Set tasks:
1. In the passage on the Texas immigration debate, what word does Sen. Ted Cruz use for a pathway to legalization?
2. Continue the passage on the Texas immigration debate, starting after its final sentence.

The provision dealing with the path to legalization has sparked debates about whether undocumented immigrants contribute more financially than they take – many pay taxes and spend in the local economies – or whether they use more in services than what they contribute through various means.

“Your report would be vital to the 38 members of Congress from Texas, and to other elected officials and decision makers as they grapple with immigration reform,” said the letter to the comptroller. “The study might also assist in shaping legislation related to immigration at the state and local levels.”

The debate certainly has been heated in Texas.

Sen. Ted Cruz, a Republican, has vehemently denounced providing a pathway to legalization, saying that it would amount to “amnesty.” Cruz and other opponents of legalizing them say it will only encourage more illegal immigration.

But other lawmakers – including San Antonio Mayor Julian Castro and his brother, U.S. Rep. Joaquin Castro, both Democrats – have said that all the nation’s undocumented immigrants cannot realistically be deported, and that legalizing them would bring them out of the shadows and onto the tax rolls.

Data section:
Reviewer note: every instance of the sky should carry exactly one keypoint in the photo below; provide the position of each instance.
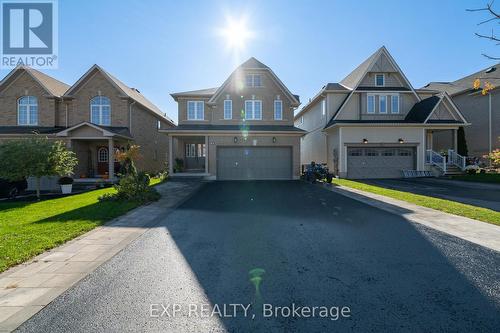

Answer set:
1. "Amnesty."

2.
“The passage or failure of immigration reform will profoundly affect Texas. An updated study from the Texas Comptroller’s office would shed light on the true impact to our state by unauthorized immigrants,” the letter to the comptroller said. “Your findings and conclusions could also prove invaluable during deliberation on the various proposals being considered by Congress. It would be unfortunate for groundless statements presented as facts to go unchallenged.”

GOP lawmakers in the House are arguing over allowing undocumented immigrants from receiving publicly funded health care services under any reform bill. Rep. Raul Labrador, a Republican from Idaho, left a bipartisan group working on bills in the House over the issue; he opposed allowing them to be part of any public healthcare program.